Marx Was A Lib posted:

e: don't want to doublepost, however I just stumbled upon xlwings, this may have some promise.

I'm thinking now that if you're to have any hope of a maintainable solution, you're going to want to model the data source as correctly as possible as an Excel spreadsheet, rather than a text stream you're doing regexes on, or trying to find a quick intermediate conversion to pandas, etc. My primary concern would be that for any python/xls interface, you're inevitably going to run in to some insane excel quirks/bugs/corner cases, and ideally you'd fix those at the level of the xls interface library, avoiding as much as possible the writing of SFDSF-specific kludges. If xlwings is a commercial/closed-source product, this avenue might be closed to you. Just a thought!

Zoracle Zed fucked around with this message at 16:21 on Sep 4, 2020

Zoracle Zed
Jul 10, 2001

Dominoes posted:

The ability to let your IDE (like Pycharm), or a type checker (like mypy) makes type hings a gamechanger for the language. Related: Check out dataclasses, which use them.

something that i'd wish i'd realized a long time ago: pass a list of dataclass elements to the pandas dataframe constructor and it just figures out the appropriate column names and types

Zoracle Zed
Jul 10, 2001
I'd recommend the grouper iterator but god drat it's annoying itertools has a "recipes" section in the documentation instead of just putting code in the library where it'd be useful

Zoracle Zed
Jul 10, 2001
just a minor suggestion that's it's also cool & good to avoid the import convenience shuffling as long as possible and stick to slamming alt-enter in pycharm as long as possible. honestly even then i'd still prefer something siloed off like "from butts.quickstart import Butt, Fart, poo poo"

Zoracle Zed
Jul 10, 2001
a python tutorial in 2021 targeting py2 is... very odd.

[Items stored in a collection]
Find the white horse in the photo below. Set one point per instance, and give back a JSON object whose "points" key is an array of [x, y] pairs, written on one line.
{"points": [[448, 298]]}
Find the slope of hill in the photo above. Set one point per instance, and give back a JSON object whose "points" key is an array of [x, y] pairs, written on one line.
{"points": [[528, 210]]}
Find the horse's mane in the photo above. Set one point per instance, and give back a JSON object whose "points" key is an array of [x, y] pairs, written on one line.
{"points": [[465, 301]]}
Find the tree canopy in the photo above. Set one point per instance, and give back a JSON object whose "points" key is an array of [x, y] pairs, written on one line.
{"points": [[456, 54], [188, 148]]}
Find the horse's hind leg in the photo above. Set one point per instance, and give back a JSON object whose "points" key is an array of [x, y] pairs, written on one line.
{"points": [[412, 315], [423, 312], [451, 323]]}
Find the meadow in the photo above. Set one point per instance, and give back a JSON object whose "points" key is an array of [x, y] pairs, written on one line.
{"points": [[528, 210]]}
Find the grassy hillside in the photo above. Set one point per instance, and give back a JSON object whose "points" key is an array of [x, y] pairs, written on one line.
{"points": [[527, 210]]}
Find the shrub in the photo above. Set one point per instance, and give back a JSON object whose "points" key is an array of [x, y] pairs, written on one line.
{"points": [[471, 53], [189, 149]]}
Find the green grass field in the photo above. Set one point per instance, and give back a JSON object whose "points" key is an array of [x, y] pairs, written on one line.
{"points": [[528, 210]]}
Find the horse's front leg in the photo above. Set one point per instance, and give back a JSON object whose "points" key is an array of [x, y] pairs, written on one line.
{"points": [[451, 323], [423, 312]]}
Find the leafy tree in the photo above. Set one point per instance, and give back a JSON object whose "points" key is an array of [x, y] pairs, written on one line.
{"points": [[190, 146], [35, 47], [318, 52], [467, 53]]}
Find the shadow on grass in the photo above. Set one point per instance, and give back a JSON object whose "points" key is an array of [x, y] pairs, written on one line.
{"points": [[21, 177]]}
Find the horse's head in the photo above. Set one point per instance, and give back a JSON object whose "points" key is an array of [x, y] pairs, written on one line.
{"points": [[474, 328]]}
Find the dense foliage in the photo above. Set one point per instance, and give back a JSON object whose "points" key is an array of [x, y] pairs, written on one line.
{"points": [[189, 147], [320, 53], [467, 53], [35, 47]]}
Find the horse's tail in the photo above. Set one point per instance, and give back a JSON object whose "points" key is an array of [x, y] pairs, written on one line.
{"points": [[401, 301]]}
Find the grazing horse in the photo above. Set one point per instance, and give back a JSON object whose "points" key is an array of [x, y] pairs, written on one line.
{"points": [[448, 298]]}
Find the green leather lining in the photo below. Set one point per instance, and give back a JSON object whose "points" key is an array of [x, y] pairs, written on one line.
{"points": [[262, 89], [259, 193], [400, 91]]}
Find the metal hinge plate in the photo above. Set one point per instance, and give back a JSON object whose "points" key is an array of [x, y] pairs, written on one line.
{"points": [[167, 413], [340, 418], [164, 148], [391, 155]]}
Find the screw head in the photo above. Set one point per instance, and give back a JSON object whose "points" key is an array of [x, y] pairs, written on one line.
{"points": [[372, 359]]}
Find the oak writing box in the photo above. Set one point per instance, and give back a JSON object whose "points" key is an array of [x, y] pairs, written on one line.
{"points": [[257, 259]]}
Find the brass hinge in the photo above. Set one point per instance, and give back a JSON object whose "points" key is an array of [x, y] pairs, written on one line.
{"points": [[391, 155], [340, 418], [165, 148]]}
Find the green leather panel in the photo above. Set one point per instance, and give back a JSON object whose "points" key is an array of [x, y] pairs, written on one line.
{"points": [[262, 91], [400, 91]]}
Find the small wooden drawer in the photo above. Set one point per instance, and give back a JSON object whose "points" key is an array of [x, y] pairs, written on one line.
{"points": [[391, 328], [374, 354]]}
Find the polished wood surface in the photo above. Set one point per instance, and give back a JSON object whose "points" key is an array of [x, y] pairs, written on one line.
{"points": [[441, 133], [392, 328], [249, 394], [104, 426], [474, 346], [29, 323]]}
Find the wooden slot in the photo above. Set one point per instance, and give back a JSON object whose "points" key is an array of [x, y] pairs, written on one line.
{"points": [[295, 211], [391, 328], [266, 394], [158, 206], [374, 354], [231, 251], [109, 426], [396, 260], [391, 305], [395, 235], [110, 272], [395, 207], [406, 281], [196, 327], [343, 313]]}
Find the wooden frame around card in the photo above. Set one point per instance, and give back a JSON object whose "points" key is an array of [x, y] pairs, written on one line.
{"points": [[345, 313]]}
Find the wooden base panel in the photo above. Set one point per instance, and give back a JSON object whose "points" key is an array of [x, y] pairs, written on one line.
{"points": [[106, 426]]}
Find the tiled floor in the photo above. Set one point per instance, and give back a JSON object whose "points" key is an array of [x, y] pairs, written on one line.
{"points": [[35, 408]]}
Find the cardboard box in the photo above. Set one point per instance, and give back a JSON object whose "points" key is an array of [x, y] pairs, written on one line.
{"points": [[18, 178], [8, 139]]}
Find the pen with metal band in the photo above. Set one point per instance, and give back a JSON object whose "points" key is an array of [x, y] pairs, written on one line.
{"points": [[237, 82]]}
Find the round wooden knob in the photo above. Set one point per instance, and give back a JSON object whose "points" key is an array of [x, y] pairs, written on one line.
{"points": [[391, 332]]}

** What you need to do **
#1 Output the Python forum thread verbatim from "Marx Was A Lib" to "Just a thought!".
#2 In the Python forum thread, what does the pandas dataframe constructor work out when given a list of dataclass elements?
The data has no connection to the Python forum thread.

** Results by task **
#1
Marx Was A Lib posted:

e: don't want to doublepost, however I just stumbled upon xlwings, this may have some promise.

I'm thinking now that if you're to have any hope of a maintainable solution, you're going to want to model the data source as correctly as possible as an Excel spreadsheet, rather than a text stream you're doing regexes on, or trying to find a quick intermediate conversion to pandas, etc. My primary concern would be that for any python/xls interface, you're inevitably going to run in to some insane excel quirks/bugs/corner cases, and ideally you'd fix those at the level of the xls interface library, avoiding as much as possible the writing of SFDSF-specific kludges. If xlwings is a commercial/closed-source product, this avenue might be closed to you. Just a thought!

#2 It figures out the appropriate column names and types.